Things to do:
[a] Write out the part of the passage on the variance-bias tradeoff that begins at "mean(predict(fit_xgb, xgb_test) - testing_sample$R1M_Usd)" and stops after "mitigate its effects.".
[b] Find each line in the entries that contains the word "door" and copy it.

Text to read:
|---|
FIGURE 10.6: Error decomposition for a ridge regression.

In Figure 10.6, the pattern is different from the one depicted in Figure 10.5. In the graph, when the intensity lambda increases, the magnitude of parameters shrinks and the model becomes simpler. Hence, the most simple model seems like the best choice: adding complexity increases variance but does not improve the bias! One possible reason for that is that features don’t actually carry much predictive value and hence a constant model is just as good as more sophisticated ones based on irrelevant variables.

10.2.2 The variance-bias tradeoff: illustration

The variance-bias tradeoff is often presented in theoretical terms that are easy to grasp. It is nonetheless useful to demonstrate how it operates on true algorithmic choices. Below, we take the example of trees because their complexity is easy to evaluate. Basically, a tree with many terminal nodes is more complex than a tree with a handful of clusters.

We start with the parsimonious model, which we train below.

fit_tree_simple <- rpart(formula, 
             data = training_sample,     # Data source: training sample
             cp = 0.0001,                # Precision: smaller = more leaves
             maxdepth = 2                # Maximum depth (i.e. tree levels)
             ) 
rpart.plot(fit_tree_simple)

FIGURE 10.7: Simple tree.

The model depicted in Figure 10.7 only has 4 clusters, which means that the predictions can only take four values. The smallest one is 0.011 and encompasses a large portion of the sample (85%) and the largest one is 0.062 and corresponds to only 4% of the training sample.
We are then able to compute the bias and the variance of the predictions on the testing set.

mean(predict(fit_tree_simple, testing_sample) - testing_sample$R1M_Usd) # Bias

## [1] 0.004973917

var(predict(fit_tree_simple, testing_sample))                           # Variance

## [1] 0.0001398003

On average, the error is slightly positive, with an overall overestimation of 0.005. As expected, the variance is very small (10^{-4}).

For the complex model, we take the boosted tree that was obtained in Section 6.4.6 (fit_xgb). The model aggregates 40 trees with a maximum depth of 4, it is thus undoubtedly more complex.

mean(predict(fit_xgb, xgb_test) - testing_sample$R1M_Usd) # Bias

## [1] 0.003347682

var(predict(fit_xgb, xgb_test))                           # Variance

## [1] 0.00354207

The bias is indeed smaller compared to that of the simple model, but in exchange, the variance increases substantially. The net effect (via the squared bias) is in favor of the simpler model.

10.2.3 The risk of overfitting: principle

The notion of overfitting is one of the most important in machine learning. When a model overfits, the accuracy of its predictions will be disappointing, thus it is one major reason why some strategies fail out-of-sample. Therefore, it is important to understand not only what overfitting is, but also how to mitigate its effects.

One recent reference on this topic and its impact on portfolio strategies is Hsu et al. (2018), which builds on the work of White (2000). Both of these references do not deal with ML models, but the principle is the same. When given a dataset, a sufficiently intense level of analysis (by a human or a machine) will always be able to detect some patterns. Whether these patterns are spurious or not is the key question.
|---|
Provided data:

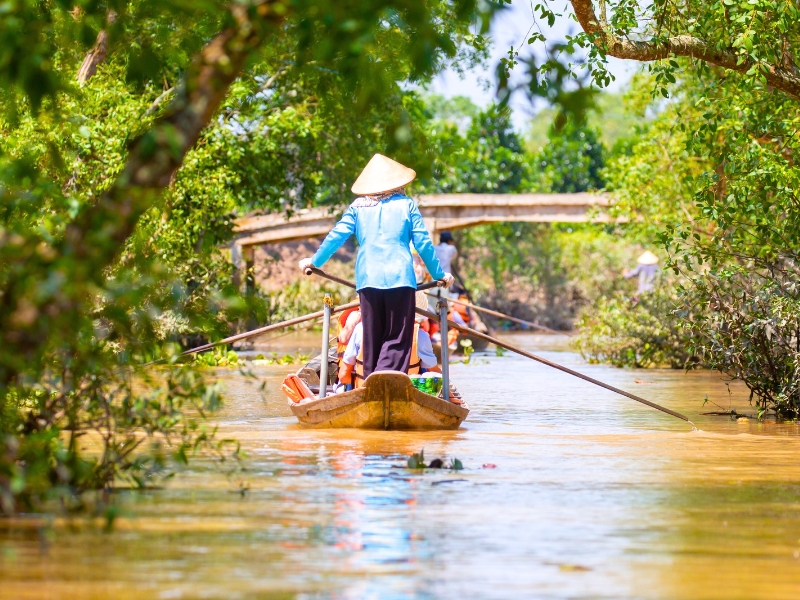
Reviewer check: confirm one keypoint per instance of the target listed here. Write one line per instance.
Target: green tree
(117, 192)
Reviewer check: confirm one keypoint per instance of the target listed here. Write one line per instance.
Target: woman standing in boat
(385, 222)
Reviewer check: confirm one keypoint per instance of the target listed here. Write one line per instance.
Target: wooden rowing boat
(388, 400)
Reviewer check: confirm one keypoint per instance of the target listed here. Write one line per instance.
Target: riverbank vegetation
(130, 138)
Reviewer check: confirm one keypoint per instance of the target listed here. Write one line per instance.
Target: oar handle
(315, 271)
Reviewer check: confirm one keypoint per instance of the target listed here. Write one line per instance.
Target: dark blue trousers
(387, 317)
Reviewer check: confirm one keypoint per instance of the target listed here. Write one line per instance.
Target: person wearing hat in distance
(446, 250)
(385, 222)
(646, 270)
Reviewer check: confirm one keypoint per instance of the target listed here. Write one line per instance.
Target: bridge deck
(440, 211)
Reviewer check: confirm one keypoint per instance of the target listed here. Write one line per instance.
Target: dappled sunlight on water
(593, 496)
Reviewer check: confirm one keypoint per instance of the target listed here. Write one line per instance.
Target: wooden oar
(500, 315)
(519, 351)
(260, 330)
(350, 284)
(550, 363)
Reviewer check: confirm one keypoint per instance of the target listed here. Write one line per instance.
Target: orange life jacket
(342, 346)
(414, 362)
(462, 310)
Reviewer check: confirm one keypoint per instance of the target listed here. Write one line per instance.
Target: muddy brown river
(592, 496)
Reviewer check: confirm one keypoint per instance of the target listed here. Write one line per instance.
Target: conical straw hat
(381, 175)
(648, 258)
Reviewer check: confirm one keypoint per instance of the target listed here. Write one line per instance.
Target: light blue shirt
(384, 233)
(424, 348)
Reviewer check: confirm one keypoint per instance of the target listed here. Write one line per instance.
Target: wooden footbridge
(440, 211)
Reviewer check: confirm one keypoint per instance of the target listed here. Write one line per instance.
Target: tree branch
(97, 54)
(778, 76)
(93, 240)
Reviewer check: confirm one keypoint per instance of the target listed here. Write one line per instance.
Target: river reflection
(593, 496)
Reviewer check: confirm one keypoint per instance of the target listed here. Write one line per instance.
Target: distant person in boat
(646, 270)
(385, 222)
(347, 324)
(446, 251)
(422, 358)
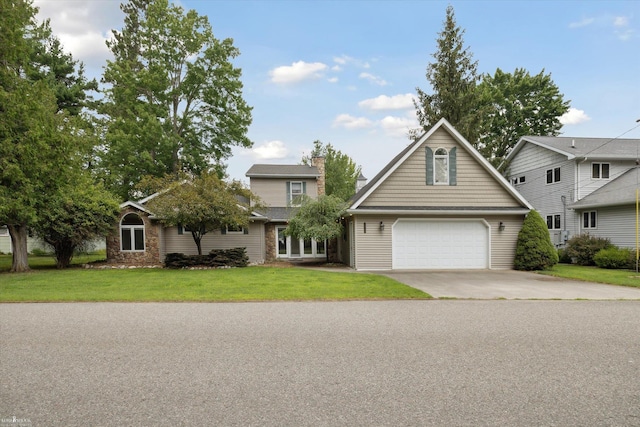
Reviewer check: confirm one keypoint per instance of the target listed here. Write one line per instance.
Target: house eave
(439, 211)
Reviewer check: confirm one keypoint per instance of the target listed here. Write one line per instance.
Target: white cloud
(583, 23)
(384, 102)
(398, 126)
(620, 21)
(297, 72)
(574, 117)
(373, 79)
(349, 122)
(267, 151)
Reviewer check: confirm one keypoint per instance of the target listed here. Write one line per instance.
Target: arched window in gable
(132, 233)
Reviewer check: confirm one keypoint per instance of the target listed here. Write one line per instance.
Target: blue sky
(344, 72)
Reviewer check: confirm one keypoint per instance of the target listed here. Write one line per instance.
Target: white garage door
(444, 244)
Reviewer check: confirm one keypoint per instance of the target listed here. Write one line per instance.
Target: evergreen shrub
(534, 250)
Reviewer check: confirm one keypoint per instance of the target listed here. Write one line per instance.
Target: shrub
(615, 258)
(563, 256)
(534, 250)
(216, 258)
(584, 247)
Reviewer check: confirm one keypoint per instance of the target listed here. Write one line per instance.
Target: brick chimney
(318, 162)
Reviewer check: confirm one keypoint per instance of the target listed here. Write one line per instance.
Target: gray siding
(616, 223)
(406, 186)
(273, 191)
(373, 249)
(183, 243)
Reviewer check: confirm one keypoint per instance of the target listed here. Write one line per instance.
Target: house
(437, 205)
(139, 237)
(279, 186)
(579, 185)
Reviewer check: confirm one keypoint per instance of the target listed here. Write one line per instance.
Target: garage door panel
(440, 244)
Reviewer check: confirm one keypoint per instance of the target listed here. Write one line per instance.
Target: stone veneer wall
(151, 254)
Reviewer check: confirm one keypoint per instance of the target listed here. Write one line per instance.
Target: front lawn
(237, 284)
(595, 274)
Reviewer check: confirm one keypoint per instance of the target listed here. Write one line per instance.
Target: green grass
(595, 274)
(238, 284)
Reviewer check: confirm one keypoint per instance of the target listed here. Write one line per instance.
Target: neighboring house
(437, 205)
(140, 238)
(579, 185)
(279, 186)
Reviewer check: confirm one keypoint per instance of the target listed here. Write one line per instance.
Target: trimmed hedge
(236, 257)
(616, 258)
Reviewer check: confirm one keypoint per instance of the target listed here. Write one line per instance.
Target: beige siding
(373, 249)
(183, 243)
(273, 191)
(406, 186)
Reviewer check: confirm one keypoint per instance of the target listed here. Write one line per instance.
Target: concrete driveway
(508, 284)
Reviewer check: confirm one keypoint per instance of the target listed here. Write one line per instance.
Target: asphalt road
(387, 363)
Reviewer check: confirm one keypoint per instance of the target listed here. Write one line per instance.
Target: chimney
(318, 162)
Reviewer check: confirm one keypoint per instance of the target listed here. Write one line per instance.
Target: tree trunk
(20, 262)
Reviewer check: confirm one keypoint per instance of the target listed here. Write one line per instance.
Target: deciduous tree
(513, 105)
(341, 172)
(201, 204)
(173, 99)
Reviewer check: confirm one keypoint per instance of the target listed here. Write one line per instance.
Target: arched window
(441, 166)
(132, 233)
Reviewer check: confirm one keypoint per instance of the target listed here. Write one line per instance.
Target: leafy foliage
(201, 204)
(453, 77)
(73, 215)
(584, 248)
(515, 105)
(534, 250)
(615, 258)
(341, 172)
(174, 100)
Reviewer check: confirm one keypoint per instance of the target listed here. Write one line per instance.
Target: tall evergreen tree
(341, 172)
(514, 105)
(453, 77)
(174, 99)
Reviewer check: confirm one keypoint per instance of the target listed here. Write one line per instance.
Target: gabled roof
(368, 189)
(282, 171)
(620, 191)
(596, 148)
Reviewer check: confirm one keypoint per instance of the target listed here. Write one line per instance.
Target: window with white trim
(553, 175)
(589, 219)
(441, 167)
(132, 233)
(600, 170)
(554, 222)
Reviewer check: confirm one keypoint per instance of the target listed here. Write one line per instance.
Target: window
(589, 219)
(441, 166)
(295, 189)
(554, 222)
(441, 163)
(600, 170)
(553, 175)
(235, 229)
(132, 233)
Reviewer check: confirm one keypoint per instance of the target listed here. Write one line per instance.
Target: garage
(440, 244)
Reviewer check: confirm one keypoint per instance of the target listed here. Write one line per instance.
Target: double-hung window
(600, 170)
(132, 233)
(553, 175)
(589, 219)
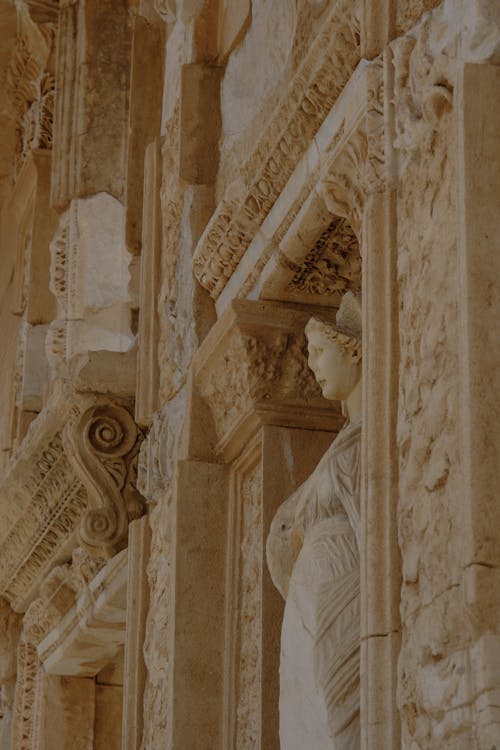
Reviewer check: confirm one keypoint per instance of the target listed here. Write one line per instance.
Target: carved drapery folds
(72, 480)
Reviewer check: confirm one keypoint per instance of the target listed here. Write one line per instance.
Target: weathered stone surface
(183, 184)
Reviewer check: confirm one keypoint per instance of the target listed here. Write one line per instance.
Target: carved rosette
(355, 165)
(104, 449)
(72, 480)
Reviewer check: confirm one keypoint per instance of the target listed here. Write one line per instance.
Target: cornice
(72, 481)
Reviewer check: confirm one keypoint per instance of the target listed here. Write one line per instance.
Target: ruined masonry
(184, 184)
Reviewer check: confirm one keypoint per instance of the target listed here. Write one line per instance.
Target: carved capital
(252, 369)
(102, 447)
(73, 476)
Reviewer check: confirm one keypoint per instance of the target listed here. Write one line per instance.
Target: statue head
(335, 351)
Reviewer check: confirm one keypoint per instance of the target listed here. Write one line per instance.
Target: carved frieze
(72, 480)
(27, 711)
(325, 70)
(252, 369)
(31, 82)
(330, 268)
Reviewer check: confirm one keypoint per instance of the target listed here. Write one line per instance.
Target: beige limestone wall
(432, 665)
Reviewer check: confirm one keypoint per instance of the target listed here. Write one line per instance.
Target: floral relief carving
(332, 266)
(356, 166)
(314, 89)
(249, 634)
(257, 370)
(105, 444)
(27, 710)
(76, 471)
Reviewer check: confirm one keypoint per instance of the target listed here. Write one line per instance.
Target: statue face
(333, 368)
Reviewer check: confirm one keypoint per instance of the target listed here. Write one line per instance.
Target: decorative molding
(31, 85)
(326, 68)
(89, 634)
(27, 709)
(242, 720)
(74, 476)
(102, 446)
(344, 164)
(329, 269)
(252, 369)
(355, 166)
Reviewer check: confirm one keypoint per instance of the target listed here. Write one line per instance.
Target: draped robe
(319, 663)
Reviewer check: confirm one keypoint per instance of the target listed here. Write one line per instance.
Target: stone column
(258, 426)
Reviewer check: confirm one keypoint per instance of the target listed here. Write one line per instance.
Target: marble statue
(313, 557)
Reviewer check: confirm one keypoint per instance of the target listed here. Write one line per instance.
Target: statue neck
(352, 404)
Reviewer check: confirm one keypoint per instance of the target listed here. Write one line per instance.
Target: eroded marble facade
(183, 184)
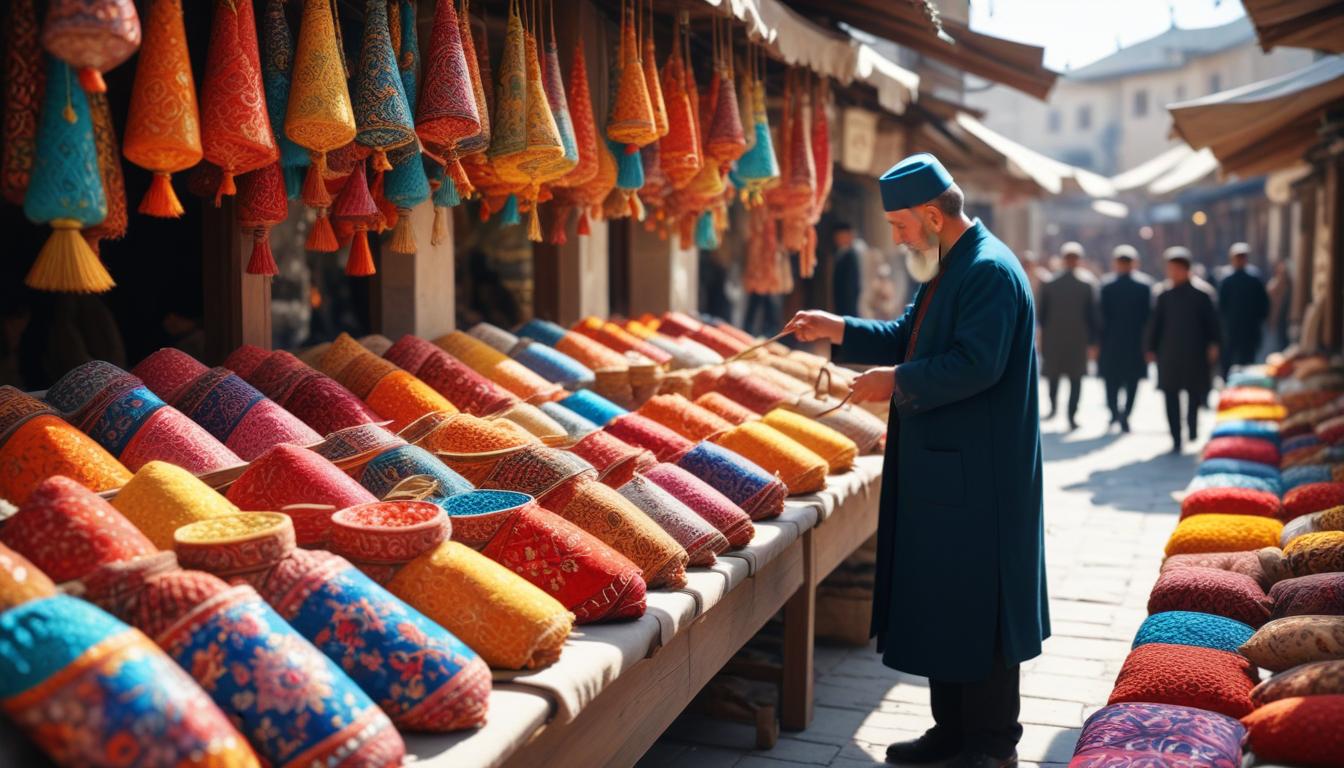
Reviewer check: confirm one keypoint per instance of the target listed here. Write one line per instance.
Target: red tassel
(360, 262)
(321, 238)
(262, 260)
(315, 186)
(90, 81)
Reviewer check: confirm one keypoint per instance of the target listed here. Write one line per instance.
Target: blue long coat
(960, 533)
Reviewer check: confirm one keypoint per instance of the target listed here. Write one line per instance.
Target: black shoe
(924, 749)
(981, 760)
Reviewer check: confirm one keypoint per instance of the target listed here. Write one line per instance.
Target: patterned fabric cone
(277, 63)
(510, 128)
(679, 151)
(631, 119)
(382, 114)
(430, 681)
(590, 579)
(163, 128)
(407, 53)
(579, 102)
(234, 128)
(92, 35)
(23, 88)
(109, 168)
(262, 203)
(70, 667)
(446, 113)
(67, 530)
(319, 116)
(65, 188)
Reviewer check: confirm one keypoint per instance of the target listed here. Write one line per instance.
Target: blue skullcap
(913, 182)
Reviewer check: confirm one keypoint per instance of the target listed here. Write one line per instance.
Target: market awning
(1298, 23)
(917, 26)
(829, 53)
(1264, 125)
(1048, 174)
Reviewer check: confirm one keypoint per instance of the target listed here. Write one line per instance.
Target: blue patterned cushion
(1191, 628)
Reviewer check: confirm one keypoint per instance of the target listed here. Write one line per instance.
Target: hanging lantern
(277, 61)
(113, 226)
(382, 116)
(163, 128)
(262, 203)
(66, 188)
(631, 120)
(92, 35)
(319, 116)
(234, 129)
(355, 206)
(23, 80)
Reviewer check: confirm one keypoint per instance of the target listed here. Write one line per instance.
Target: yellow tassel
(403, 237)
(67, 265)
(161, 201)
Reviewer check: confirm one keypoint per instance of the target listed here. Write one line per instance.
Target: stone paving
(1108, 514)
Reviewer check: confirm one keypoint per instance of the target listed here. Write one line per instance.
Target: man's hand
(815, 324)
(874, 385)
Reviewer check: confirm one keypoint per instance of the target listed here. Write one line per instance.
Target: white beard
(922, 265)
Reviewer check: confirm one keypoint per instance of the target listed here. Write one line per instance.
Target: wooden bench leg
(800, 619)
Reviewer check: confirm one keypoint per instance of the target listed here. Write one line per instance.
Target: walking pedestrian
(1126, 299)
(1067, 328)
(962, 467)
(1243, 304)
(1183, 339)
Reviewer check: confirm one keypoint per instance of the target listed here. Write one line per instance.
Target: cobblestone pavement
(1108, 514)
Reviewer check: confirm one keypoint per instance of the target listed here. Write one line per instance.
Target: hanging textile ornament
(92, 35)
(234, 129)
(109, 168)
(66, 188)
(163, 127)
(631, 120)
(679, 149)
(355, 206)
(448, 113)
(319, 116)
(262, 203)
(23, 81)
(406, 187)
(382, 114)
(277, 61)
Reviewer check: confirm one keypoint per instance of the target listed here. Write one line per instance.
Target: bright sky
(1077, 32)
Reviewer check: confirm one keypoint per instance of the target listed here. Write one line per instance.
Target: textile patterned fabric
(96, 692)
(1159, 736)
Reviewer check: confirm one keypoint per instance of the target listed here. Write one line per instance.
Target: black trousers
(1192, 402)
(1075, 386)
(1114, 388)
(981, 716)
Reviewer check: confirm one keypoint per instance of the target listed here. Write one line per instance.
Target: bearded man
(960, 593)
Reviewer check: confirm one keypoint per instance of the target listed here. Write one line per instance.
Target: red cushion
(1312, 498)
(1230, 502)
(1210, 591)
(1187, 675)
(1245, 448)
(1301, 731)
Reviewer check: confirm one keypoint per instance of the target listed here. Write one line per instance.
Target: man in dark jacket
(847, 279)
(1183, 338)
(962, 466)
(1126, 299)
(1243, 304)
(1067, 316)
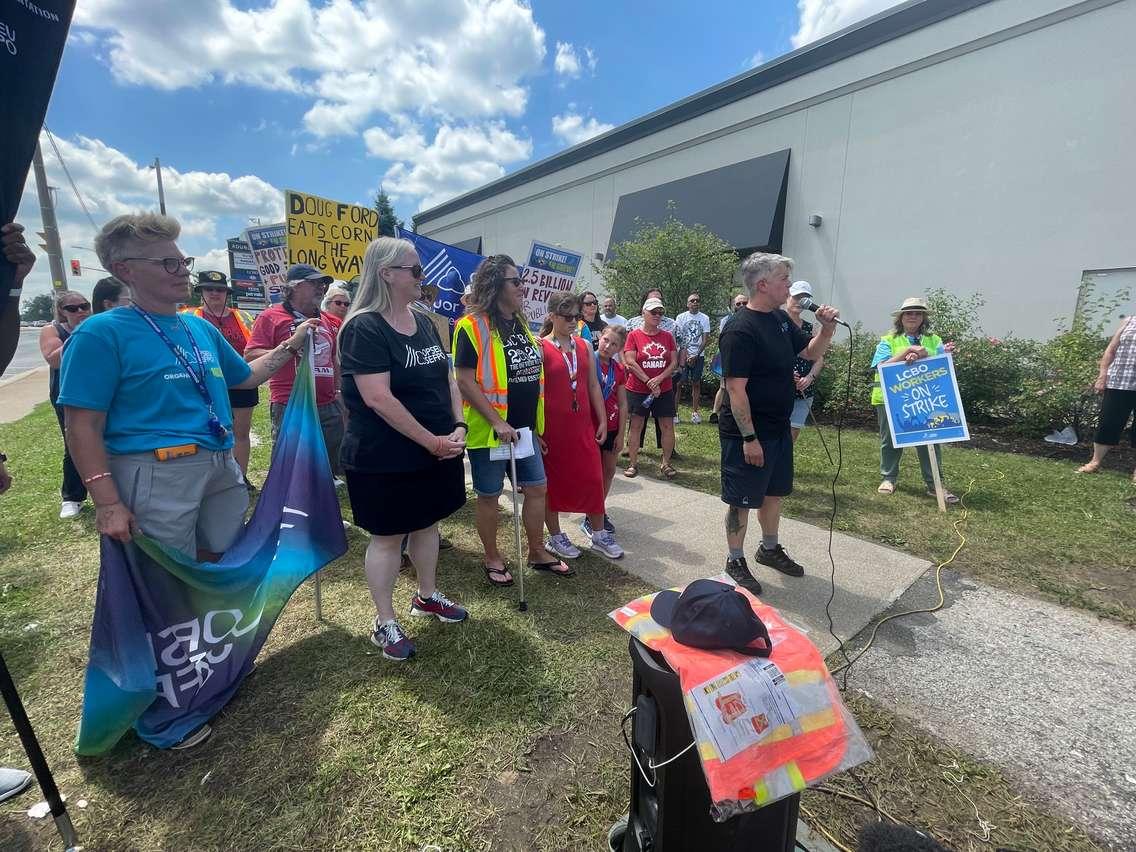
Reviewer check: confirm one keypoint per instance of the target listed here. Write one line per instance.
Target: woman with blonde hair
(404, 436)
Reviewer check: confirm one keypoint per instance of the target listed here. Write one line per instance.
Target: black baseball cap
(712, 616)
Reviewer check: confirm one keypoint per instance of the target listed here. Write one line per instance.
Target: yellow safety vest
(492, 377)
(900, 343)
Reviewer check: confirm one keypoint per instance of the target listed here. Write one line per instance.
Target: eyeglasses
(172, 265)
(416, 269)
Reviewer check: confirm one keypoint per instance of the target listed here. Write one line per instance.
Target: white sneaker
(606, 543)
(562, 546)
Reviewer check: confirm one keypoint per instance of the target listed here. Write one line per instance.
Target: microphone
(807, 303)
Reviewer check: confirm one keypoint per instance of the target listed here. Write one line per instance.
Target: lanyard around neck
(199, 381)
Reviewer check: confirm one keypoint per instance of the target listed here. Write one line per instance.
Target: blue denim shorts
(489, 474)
|---|
Complete answers:
[a]
mean(predict(fit_xgb, xgb_test) - testing_sample$R1M_Usd) # Bias

## [1] 0.003347682

var(predict(fit_xgb, xgb_test))                           # Variance

## [1] 0.00354207

The bias is indeed smaller compared to that of the simple model, but in exchange, the variance increases substantially. The net effect (via the squared bias) is in favor of the simpler model.

10.2.3 The risk of overfitting: principle

The notion of overfitting is one of the most important in machine learning. When a model overfits, the accuracy of its predictions will be disappointing, thus it is one major reason why some strategies fail out-of-sample. Therefore, it is important to understand not only what overfitting is, but also how to mitigate its effects.

[b]
Target: white garage door
Target: garage door panel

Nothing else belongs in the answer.